● **TAREFA CURTA A**
No texto sobre o mito de Gaia e Uranos, quais nomes de divindades vêm acompanhados de uma palavra comum que os traduz, e que palavra acompanha cada um?

● **TEXTO PARA LEITURA**
Segundo o mito, no início havia Gaia, a Terra, e Uranos, o Céu ( ou Eternidade). O
Céu nasceu da Terra, de seu ventre. O ventre de Gaia era a parte dela mais
próxima do Caos, do qual ela mesma se originou. Todo ventre está perto dessa
Imanência. Nascer é distinguir-se do Caos-Imanência, mas sem negá-lo, sem
demonizá-lo. E tudo o que é verdadeiramente vivo mantém canais que desembocam
lá, nesse Ventre dos ventres, nessa Geração que gerou tudo o que pode gerar.
Cronos, o Tempo, foi a primeira divindade que quis afirmar-se, matando.
Porém, como as divindades não morrem, o Tempo destronou a Eternidade, pondo o
Céu-Eternidade para longe, para muito longe. Tão longe ficou o Céu , que se esqueceram
dele.

● **DADOS DO EXERCÍCIO**
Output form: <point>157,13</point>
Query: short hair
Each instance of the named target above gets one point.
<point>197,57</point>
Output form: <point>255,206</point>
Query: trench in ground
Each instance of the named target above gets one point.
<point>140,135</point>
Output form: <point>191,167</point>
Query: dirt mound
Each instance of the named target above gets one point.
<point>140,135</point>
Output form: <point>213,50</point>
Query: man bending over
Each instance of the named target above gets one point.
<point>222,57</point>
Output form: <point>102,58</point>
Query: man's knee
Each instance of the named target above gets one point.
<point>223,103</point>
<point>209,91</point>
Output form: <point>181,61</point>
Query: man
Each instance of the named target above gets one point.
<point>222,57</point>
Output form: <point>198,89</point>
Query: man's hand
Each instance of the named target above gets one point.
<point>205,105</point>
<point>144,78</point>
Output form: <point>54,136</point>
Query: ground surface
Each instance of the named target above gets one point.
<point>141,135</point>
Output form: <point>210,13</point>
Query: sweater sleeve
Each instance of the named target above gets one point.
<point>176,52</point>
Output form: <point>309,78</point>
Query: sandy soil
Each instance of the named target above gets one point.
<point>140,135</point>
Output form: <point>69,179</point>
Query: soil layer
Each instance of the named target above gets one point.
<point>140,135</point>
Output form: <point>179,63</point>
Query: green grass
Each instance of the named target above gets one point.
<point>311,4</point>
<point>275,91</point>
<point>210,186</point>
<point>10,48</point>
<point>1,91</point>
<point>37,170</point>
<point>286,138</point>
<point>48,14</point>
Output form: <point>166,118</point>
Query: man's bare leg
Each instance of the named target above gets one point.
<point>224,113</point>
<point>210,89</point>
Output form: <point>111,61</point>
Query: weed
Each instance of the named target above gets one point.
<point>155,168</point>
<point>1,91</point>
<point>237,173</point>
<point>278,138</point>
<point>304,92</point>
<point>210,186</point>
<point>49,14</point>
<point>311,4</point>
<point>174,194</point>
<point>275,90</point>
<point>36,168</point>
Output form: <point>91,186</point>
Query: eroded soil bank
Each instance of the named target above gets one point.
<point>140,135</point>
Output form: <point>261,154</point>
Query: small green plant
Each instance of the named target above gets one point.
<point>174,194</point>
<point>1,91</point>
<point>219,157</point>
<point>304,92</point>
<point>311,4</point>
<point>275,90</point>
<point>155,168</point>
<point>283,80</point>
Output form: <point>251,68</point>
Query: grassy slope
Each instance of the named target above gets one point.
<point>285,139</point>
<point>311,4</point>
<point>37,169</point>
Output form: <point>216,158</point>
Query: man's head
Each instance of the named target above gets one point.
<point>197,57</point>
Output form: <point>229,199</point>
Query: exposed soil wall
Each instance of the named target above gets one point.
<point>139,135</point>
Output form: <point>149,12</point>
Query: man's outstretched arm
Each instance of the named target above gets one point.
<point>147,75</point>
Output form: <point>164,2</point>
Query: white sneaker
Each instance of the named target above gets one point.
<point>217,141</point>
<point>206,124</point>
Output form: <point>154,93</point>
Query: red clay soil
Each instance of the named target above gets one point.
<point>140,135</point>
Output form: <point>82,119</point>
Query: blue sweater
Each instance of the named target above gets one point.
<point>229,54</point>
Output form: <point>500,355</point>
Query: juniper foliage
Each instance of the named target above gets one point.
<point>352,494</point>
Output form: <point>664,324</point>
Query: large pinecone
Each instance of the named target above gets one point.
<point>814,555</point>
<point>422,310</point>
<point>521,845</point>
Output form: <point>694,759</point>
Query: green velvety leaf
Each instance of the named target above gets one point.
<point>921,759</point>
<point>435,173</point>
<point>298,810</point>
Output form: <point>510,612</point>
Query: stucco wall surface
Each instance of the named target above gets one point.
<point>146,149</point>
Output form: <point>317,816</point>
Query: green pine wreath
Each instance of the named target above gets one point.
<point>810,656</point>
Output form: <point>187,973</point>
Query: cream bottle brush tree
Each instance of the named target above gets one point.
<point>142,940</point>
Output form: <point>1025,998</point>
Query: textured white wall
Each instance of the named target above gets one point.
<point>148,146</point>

● **TAREFA CURTA B**
Reescreva o trecho das entradas começando na linha que contém "Output form: <point>179,63</point>" e terminando na linha que contém "<point>286,138</point>", com "green grass" substituído por "dry grass" e todo o resto inalterado.

● **RESPOSTA ESCRITA A**
Gaia: a Terra
Uranos: o Céu (ou Eternidade)
Cronos: o Tempo

● **RESPOSTA ESCRITA B**
Output form: <point>179,63</point>
Query: dry grass
Each instance of the named target above gets one point.
<point>311,4</point>
<point>275,91</point>
<point>210,186</point>
<point>10,48</point>
<point>1,91</point>
<point>37,170</point>
<point>286,138</point>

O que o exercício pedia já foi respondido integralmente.